### Set exercise
Repeat exactly each line of the data provided below.
━━━
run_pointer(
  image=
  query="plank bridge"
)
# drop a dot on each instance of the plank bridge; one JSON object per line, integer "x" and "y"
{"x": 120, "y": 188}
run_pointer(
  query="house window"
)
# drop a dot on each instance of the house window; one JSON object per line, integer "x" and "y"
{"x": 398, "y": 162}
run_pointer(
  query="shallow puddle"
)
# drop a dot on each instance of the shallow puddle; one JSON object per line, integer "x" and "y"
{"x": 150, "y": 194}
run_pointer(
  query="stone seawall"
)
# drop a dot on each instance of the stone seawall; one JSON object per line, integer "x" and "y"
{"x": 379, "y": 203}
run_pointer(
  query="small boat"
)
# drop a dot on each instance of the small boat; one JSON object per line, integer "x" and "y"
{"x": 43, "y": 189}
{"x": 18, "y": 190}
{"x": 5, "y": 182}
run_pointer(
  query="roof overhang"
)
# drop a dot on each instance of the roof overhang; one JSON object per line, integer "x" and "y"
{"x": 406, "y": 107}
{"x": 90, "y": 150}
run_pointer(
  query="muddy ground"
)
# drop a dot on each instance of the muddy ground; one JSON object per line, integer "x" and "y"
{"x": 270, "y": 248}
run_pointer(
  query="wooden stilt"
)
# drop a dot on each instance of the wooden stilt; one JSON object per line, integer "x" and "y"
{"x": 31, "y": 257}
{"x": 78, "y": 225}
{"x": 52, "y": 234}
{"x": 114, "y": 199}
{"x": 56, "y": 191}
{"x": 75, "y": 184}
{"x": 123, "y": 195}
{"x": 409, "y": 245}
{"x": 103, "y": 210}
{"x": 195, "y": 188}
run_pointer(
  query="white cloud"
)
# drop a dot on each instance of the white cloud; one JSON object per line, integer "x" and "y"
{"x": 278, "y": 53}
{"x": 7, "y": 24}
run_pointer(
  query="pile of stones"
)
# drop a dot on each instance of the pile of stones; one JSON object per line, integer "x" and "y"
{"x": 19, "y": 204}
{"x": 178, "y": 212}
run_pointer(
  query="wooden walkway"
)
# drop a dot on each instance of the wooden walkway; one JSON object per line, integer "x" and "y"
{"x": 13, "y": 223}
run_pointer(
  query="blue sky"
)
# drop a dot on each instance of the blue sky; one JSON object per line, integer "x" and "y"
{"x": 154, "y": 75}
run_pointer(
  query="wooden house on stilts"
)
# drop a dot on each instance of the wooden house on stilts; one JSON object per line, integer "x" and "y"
━━━
### Solution
run_pointer(
  image=
  query="plank bridge"
)
# drop a dot on each instance of the plank bridge; one JSON object per line, integer "x" and "y"
{"x": 120, "y": 188}
run_pointer(
  query="house window"
)
# drop a dot on each instance of the house window; one JSON object per line, integer "x" and "y"
{"x": 398, "y": 162}
run_pointer(
  query="shallow puddle"
)
# drop a dot on each instance of the shallow puddle; one JSON object per line, integer "x" and "y"
{"x": 150, "y": 194}
run_pointer(
  query="stone seawall"
)
# drop a dot on each instance of the stone seawall; one JSON object per line, integer "x" and "y"
{"x": 379, "y": 203}
run_pointer(
  query="small boat"
)
# drop a dot on each instance of the small boat; one JSON object per line, integer "x" and "y"
{"x": 43, "y": 189}
{"x": 18, "y": 190}
{"x": 5, "y": 182}
run_pointer(
  query="roof overhang"
)
# drop a dot on each instance of the roof overhang; one JSON object per line, integer "x" and "y"
{"x": 406, "y": 107}
{"x": 90, "y": 150}
run_pointer(
  query="muddy ground"
)
# drop a dot on each instance of the muddy ground; one JSON object per line, integer "x" and "y"
{"x": 270, "y": 248}
run_pointer(
  query="wooden stilt"
)
# drop a dot on each instance of the wooden stilt; one JSON object per line, integer "x" and "y"
{"x": 31, "y": 257}
{"x": 78, "y": 225}
{"x": 52, "y": 234}
{"x": 114, "y": 199}
{"x": 56, "y": 191}
{"x": 75, "y": 184}
{"x": 123, "y": 195}
{"x": 409, "y": 245}
{"x": 103, "y": 210}
{"x": 195, "y": 188}
run_pointer(
  query="white cloud"
)
# drop a dot on each instance of the white cloud; one JSON object per line, integer "x" and "y"
{"x": 278, "y": 53}
{"x": 7, "y": 24}
run_pointer(
  query="pile of stones"
)
# drop a dot on each instance of the pile of stones; one JSON object per line, integer "x" and "y"
{"x": 19, "y": 204}
{"x": 178, "y": 212}
run_pointer(
  query="wooden walkway"
)
# drop a dot on each instance of the wooden walkway; one JSON object per line, integer "x" and "y"
{"x": 13, "y": 223}
run_pointer(
  query="blue sky"
)
# drop a dot on each instance of the blue sky; one JSON object per line, integer "x" and "y"
{"x": 154, "y": 75}
run_pointer(
  query="wooden house on stilts"
)
# drop a dot on each instance of the wooden house on stilts; one JSON object per line, integer "x" and "y"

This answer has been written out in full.